Si on ne prend pas cela au sérieux, on ne prend pas au sérieux l’idée de la cure elle-même – le fait qu’il puisse en exister un produit – ; on pense que l’analyste est un malade mental qui prend en charge d’autres malades mentaux.
* Extrait de la conférence de presse de Jacques Lacan au Centre culturel français, Rome, 29 octobre 1974.

CONSIGNES
a. Recopiez le passage de l'extrait sur la cure analytique commençant par « Si on ne prend » et allant jusqu'à « d’autres malades mentaux. », en y changeant « l’analyste » en « le thérapeute ».
b. Prolongez l'extrait sur la cure analytique en rédigeant la suite à partir de l'endroit où il s'arrête.
Le matériel qui suit n'a aucun rapport avec l'extrait sur la cure analytique.

DONNÉES FOURNIES
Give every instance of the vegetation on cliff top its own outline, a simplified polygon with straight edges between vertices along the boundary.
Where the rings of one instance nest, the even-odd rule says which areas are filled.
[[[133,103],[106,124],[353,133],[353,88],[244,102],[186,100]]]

RÉPONSES
a.
Si on ne prend pas cela au sérieux, on ne prend pas au sérieux l’idée de la cure elle-même – le fait qu’il puisse en exister un produit – ; on pense que le thérapeute est un malade mental qui prend en charge d’autres malades mentaux.

b.
La différence entre ce qui marche et ce qui ne marche
pas, c’est que la première chose, c’est le monde, le
monde va, il tourne rond, c’est sa fonction de monde ;
pour s’apercevoir qu’il n’y a pas de monde, à savoir
qu’il y a des choses que seuls les imbéciles croient
être dans le monde, il suffit de remarquer qu’il y a des
choses qui font que le monde est immonde, si je puis
m’exprimer ainsi ; c’est de ça que s’occupent les
analystes ; de sorte que, contrairement à ce qu’on
croit, ils sont beaucoup plus affrontés au réel même
que les savants ; ils ne s’occupent que de ça. Et
comme le réel, c’est ce qui ne marche pas, ils sont en
plus forcés de le subir, c’est-à-dire forcés tout le temps
de tendre le dos. Il faut pour ça qu’ils soient
vachement cuirassés contre l’angoisse.